» СПИСОК ЗАДАНИЙ
A. Посчитайте, сколько строк в записях содержат слово «dark», учитывая регистр. В ответе укажите только число.
B. Продолжите приведённый ниже рассказ о лагере, начиная сразу после его последнего предложения.

» ИЗВЛЕЧЁННЫЙ ТЕКСТ
Через несколько минут к нам подошел толстый пожилой немец-эсэсовец и приказал всем раздеваться. Люди не хотели. Немец повторил приказание. С криками и плачем женщины и дети начали снимать одежду. Тех, кто медлил, немец бил палкой. Многие, еще не веря, что их гонят на смерть, связывали свою одежду в узелки и клали сбоку, выбирая место посуше.
Когда все разделись, нас построили в колонну по одному и приказали идти. Мы вошли в сырое и темное, без окон, помещение. Стены и пол были из цемента. Холод обжигал ноги, стало еще страшней. Я с ужасом подумала: «Сейчас конец, и я больше ничего на свете не увижу».
Пройдя одну комнату, мы вошли в другую. Здесь женщинам стали обрезать волосы и бросать их в кучу. Таких куч было несколько.
В третьей комнате две немки в черных халатах смазывали всем головы какой-то вонючей жидкостью. Потом по одному мы стали заходить в помещение, где была печь крематория. Перед входом стояло большое корыто с какой-то густой слизью. Каждый из нас должен был смочить ею ноги до колен.
В комнате горела одна малюсенькая лампочка. Когда мы с Милей вошли, мама взяла нас за руки. Она вошла раньше и ждала нас у дверей. Я крепко прижалась к маме. Когда комната оказалась битком набитой людьми, двери за нами закрылись. Поднялся страшный плач. «Скорей бы конец», — сказала мама.
Вдруг я почувствовала, как пол под нами задвигался и стал наклоняться. Внизу, сбоку, мы увидели огонь — это и была печь крематория. Люди, стоявшие с краю, с криком попадали вниз. Мы тоже не могли удержаться на скользких ногах и начали скатываться к печи.
Но в этот момент произошло такое, чего никто не ждал. Пол начал подниматься. Когда он выровнялся — открылись двери и вошли комендант и тот самый немец, что заставлял нас раздеваться.
Из их разговора мы поняли, что произошло: немцы перепутали эшелоны и по ошибке приняли нас за евреев.
Нас облили холодной водой, которая лилась откуда-то сверху. У некоторых женщин так пересохло в горле, что они стали с жадностью глотать эту холодную грязную воду. Нас вывели на противоположную сторону двора, построили в шеренгу и приказали ждать, пока подадут одежду. Через час ее привезли на вагонетках, и мы начали одеваться. Женщинам дали только по летнему платью. Мне досталось порванное белое платье, которое было мне до пят. Затем по одному мы подходили к немке, которая кисточкой ставила на плечах красный знак умножения («штрайфа»).
В особой комнате нас всех осмотрели и каждому поставили клеймо. У меня на левой руке, ниже локтя, был выколот номер 79645, у мамы — 79646, а у Мили — 79644.

» Записи разметки контуров
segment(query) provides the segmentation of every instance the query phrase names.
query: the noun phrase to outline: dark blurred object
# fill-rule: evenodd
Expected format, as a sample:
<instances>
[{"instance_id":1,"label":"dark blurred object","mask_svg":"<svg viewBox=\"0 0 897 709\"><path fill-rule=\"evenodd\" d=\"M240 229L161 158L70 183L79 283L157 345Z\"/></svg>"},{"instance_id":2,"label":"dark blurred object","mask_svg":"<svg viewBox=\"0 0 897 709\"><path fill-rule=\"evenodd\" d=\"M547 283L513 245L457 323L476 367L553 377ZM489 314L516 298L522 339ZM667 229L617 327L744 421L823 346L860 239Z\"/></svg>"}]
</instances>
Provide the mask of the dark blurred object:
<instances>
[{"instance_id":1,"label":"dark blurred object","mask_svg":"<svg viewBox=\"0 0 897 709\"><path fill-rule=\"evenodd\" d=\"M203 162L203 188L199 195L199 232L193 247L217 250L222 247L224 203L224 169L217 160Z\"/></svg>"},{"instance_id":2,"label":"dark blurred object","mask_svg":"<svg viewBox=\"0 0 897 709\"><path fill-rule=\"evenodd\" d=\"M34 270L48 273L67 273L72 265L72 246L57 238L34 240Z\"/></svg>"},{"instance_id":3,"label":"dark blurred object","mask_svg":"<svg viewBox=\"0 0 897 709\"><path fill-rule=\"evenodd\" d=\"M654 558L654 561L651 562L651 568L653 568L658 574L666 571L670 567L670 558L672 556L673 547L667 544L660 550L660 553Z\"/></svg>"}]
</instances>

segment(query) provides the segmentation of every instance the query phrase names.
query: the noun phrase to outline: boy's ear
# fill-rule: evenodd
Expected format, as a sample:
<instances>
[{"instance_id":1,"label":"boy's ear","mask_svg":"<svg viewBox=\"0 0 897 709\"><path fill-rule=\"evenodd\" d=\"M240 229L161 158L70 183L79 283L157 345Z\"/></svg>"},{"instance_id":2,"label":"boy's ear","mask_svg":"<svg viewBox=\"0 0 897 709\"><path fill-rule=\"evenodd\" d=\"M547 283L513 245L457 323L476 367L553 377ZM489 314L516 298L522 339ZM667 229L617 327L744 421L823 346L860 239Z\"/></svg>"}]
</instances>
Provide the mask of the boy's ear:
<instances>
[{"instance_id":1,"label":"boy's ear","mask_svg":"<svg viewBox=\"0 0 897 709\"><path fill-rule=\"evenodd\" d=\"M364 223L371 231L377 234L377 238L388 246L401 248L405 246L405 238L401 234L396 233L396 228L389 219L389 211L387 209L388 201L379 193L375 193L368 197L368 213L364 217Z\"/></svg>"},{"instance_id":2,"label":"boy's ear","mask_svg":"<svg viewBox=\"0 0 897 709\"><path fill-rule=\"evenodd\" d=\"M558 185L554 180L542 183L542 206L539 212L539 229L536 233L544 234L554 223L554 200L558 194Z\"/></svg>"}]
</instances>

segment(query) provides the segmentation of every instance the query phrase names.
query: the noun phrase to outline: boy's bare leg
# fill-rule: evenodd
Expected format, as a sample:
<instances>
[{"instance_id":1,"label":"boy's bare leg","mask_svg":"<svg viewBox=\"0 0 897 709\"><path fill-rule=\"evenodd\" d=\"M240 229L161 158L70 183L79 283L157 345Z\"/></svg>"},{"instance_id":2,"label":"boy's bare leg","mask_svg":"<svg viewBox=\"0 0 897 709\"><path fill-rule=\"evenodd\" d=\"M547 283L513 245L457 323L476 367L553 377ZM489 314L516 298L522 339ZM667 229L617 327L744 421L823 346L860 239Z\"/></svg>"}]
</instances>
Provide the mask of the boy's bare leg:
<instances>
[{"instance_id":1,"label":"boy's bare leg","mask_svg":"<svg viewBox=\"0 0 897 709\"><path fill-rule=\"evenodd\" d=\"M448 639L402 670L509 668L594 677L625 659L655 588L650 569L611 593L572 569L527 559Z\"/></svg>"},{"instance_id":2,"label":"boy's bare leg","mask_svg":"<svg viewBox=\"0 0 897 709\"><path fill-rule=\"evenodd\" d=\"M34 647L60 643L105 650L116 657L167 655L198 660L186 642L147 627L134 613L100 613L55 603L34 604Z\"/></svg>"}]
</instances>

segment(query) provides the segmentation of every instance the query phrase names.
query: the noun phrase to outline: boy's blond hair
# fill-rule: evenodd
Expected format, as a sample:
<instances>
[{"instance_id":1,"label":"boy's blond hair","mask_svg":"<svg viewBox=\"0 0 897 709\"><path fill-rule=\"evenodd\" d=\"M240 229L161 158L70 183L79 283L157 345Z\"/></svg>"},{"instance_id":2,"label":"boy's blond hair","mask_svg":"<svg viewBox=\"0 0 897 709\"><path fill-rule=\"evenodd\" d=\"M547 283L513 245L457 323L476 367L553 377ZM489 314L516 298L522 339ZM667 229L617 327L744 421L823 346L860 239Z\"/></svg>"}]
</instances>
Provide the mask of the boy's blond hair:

» ОТВЕТЫ НА ЗАДАНИЯ
A. 4

B.
Потом нас загнали в баню, где мы просидели до вечера. Ночью распределили по баракам. Я, мама и Миля попали в блок № 11. Это был темный и тесный сарай с нарами в три этажа, битом набитый людьми. Мы так измучились, что повалились на нары и сразу уснули.
Здесь мы отбывали карантин.
На рассвете я проснулась от крика: «Апель!» Нас выгнали из блока и построили по десять человек. С трех часов ночи до десяти утра мы неподвижно стояли под открытым небом. Это было очень тяжело. Ныли спины, подкашивались ноги. Многие от холода и голода падали. Некоторые тут же умирали. На моих глазах умерли тетя Надя, тетя Дарья и другие. Трупы умерших относили в крематорий.
В десять часов в железных бачках принесли тепловатую воду — чай, в котором плавали березовые листья. Каждому досталось по кружке. Потом на пять человек дали по миске горького варева, без хлеба. Ложек не было, и мы просто пили его. От этого «супа» людей тошнило. В первый раз я совсем не могла его есть, но пришлось привыкнуть.
После обеда, с четырех до одиннадцати вечера, опять «апель» — мучительное стояние на одном месте. Вечером получили по сто граммов хлеба и кружку чаю. В одиннадцать часов объявили «лагерруэ» — на покой. Нас впускали в блок, и мы ложились спать. Но заснуть на грязных и тесных нарах удавалось не сразу.
И так каждый день.
Когда кончился карантин, женщин стали гонять на работу. Недалеко от лагеря был пруд. Немцы заставляли заключенных залезать в этот холодный пруд и ведерками переливать воду в канаву, а потом из канавы снова в пруд. За малейшее неповиновение избивали.
Немцы строго следили, чтобы рабочие не доставали никаких продуктов. Одна девочка, Вера, принесла пачку папирос. Немцы ее обыскали, нашли папиросы и приказали их съесть. Вера съела несколько штук, а все не могла. Тогда ее сильно избили и поставили коленями на острые гвозди.
Вскоре детей, а их было пятнадцать, отделили от взрослых и перевели в блок под названием «киндерхайм» — детский дом. Очень тяжело было расставаться с мамой. В киндерхайме нас тщательно осмотрели доктора. Пятерых девочек, которые были худыми и малокровными, отослали назад. А меня и других оставили. Кроме нас тут было много детей из разных стран.
Однажды днем, в одиннадцать часов, новичков повели в больницу. С полчаса или больше сидели мы в приемном покое и ждали. Зачем нас сюда привели, никто не знал.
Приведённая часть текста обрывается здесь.